#### [TESTO DATO]
Lei cosa suggerisce?
La prima mossa è cercare di avere alternative nelle forniture. Non solo, quindi, il gasdotto Nord Stream 2, ma anche il South Stream. Inoltre, bisognerebbe costruire rigassificatori per ricevere il GNL trasportato via mare. Andrebbe poi perseguita una diversificazione relativa alle fonti energetiche. L’Europa può essere più indipendente aumentando le energie rinnovabili green, che però sono costose e possono dipendere troppo dalle condizioni meteorologiche, oppure facendo ricorso al nucleare. In questo secondo caso, in attesa della produzione tramite fusione (secondo gli esperti, ci vorranno 20-25 anni), si possono utilizzare i mini reattori di quarta generazione, e comunque le centrali nucleari sono presenti in numero consistente fuori dai confini italiani.
Nel frattempo dovremmo aumentare l’estrazione di gas?
Questo è ovvio. Non si può continuare con l’assurda situazione per cui i Paesi che affacciano sulla costa orientale dell’Adriatico estraggono gas dal mare, mentre l’Italia no. Detto tutto questo, occorre non dimenticare il reale impatto dei costi del gas sulla bolletta energetica.

#### [MATERIALE ESTRATTO]
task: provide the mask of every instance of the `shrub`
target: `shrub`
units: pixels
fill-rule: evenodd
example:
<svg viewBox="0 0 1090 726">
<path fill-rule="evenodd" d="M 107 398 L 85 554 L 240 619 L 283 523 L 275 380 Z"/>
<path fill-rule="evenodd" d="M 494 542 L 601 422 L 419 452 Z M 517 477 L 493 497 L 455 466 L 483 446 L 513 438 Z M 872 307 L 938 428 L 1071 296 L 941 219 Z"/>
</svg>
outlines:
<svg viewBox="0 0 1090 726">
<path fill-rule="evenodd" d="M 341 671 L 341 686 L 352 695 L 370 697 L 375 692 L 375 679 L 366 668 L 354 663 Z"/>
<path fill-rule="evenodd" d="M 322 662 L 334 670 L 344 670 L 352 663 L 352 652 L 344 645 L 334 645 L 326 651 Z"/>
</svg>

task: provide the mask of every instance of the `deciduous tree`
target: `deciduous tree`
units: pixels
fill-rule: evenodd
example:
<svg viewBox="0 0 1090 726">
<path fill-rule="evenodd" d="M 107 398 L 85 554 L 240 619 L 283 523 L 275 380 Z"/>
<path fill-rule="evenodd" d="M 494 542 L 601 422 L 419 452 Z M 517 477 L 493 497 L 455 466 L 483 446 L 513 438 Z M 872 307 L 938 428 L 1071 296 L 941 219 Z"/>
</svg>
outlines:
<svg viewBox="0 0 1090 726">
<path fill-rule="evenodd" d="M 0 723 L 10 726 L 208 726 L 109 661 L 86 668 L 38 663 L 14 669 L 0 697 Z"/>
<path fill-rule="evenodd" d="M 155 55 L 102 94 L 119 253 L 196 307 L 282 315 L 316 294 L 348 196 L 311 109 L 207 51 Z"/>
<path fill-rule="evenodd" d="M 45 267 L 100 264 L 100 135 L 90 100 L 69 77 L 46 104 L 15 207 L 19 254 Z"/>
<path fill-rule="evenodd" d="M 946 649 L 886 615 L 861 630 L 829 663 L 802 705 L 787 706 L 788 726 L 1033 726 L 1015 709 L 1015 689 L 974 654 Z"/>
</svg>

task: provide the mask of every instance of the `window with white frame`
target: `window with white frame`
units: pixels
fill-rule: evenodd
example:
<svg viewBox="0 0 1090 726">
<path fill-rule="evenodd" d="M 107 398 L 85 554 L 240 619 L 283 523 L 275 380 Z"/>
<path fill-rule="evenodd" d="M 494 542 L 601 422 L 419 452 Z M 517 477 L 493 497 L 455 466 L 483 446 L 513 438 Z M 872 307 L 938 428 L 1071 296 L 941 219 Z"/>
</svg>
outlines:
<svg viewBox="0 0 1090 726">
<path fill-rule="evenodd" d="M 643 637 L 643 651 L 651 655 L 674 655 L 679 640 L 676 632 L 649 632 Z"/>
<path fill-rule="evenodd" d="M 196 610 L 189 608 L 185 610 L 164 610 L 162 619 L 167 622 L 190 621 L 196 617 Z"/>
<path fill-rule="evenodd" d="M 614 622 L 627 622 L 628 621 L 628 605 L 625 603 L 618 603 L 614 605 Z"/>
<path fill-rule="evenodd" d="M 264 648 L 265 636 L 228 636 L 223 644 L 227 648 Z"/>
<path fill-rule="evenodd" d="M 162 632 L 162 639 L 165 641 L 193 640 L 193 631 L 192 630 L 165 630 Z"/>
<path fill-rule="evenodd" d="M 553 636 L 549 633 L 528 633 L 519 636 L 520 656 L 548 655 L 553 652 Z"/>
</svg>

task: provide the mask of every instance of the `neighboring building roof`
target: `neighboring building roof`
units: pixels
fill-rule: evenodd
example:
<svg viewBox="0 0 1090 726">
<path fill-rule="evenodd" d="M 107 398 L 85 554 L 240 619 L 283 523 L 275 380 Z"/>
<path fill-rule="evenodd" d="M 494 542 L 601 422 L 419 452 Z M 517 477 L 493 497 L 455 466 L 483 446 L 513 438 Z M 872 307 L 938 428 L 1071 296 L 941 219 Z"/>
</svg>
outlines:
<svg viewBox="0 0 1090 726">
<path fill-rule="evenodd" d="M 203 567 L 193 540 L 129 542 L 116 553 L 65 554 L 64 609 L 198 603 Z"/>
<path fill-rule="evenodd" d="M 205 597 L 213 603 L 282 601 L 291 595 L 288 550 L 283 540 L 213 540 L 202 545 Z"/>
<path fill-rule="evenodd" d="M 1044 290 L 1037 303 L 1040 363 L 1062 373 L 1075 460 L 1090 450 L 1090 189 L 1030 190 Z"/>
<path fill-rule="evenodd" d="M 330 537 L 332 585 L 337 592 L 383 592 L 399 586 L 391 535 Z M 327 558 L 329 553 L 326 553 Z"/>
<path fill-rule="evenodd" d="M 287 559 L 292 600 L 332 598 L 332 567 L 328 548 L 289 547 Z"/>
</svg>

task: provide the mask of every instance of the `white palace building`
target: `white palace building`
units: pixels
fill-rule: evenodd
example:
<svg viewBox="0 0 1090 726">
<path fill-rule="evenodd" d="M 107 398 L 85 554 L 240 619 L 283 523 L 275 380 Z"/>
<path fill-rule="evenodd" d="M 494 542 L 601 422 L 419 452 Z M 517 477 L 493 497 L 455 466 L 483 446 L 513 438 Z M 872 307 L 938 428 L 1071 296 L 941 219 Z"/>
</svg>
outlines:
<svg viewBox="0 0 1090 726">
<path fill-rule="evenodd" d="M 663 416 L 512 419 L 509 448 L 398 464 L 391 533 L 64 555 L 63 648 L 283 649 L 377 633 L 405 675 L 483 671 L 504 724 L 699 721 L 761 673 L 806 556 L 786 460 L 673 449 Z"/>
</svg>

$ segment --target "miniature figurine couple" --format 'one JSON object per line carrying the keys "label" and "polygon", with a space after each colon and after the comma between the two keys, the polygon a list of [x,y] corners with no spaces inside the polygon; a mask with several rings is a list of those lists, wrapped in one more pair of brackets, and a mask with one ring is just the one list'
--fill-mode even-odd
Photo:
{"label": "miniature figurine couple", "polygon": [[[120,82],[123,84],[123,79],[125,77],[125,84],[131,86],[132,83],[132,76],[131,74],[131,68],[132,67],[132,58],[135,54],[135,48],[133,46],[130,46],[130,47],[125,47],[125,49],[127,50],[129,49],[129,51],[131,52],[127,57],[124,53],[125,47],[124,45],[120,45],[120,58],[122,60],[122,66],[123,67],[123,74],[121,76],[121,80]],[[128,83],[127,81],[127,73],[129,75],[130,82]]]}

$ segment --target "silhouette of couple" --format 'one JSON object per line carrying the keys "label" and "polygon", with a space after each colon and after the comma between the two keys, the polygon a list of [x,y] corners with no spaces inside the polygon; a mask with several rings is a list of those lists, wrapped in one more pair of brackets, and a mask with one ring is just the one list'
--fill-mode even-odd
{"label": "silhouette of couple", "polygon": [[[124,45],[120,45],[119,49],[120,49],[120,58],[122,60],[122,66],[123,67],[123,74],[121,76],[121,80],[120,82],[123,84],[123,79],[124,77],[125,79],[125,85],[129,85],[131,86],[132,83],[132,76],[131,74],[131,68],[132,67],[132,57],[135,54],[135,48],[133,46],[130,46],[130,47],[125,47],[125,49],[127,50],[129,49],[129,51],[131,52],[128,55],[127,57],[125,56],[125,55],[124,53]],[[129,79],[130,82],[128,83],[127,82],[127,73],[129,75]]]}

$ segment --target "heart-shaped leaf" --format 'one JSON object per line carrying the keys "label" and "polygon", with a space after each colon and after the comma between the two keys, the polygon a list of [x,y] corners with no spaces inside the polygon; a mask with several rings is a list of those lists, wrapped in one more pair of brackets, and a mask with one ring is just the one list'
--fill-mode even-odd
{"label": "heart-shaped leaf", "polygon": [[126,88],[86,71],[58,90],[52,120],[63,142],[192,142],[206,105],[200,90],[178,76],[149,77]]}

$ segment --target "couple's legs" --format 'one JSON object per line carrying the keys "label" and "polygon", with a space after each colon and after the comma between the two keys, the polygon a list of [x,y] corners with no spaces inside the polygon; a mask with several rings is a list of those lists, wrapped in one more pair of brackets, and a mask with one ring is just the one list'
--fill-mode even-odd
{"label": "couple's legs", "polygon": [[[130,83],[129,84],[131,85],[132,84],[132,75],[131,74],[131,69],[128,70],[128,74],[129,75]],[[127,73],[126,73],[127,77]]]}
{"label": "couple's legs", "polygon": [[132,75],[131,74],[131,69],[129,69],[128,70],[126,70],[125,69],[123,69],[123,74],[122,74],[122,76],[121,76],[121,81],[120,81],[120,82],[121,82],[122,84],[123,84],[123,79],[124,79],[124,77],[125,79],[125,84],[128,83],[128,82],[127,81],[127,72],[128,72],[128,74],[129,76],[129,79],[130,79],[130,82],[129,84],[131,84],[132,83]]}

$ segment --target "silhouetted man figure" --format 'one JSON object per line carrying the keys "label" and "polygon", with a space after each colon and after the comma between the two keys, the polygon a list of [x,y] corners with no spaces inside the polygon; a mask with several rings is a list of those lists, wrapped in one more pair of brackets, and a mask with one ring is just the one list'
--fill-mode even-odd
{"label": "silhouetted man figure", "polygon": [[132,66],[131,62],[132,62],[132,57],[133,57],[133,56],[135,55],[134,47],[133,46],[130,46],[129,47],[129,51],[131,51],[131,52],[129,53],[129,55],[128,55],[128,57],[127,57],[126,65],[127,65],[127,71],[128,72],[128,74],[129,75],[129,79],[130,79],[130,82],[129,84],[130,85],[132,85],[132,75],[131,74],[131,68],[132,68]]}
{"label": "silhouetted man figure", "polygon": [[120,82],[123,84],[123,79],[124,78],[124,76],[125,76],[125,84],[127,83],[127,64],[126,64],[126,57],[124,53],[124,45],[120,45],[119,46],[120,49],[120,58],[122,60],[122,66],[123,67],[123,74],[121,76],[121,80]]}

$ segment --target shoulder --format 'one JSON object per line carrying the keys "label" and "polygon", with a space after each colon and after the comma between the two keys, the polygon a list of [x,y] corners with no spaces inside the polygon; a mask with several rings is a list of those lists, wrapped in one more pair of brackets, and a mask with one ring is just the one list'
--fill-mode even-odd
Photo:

#### [ESERCIZI]
1. Trascrivi dall'intervista sull'energia il passo che comincia con "Lei cosa suggerisce?" e finisce con "l’estrazione di gas?".
2. Secondo l'intervista sull'energia, quanti anni ci vorranno, a detta degli esperti, per la produzione tramite fusione?

#### [SOLUZIONI]
1.
Lei cosa suggerisce?
La prima mossa è cercare di avere alternative nelle forniture. Non solo, quindi, il gasdotto Nord Stream 2, ma anche il South Stream. Inoltre, bisognerebbe costruire rigassificatori per ricevere il GNL trasportato via mare. Andrebbe poi perseguita una diversificazione relativa alle fonti energetiche. L’Europa può essere più indipendente aumentando le energie rinnovabili green, che però sono costose e possono dipendere troppo dalle condizioni meteorologiche, oppure facendo ricorso al nucleare. In questo secondo caso, in attesa della produzione tramite fusione (secondo gli esperti, ci vorranno 20-25 anni), si possono utilizzare i mini reattori di quarta generazione, e comunque le centrali nucleari sono presenti in numero consistente fuori dai confini italiani.
Nel frattempo dovremmo aumentare l’estrazione di gas?

2. Ci vorranno 20-25 anni.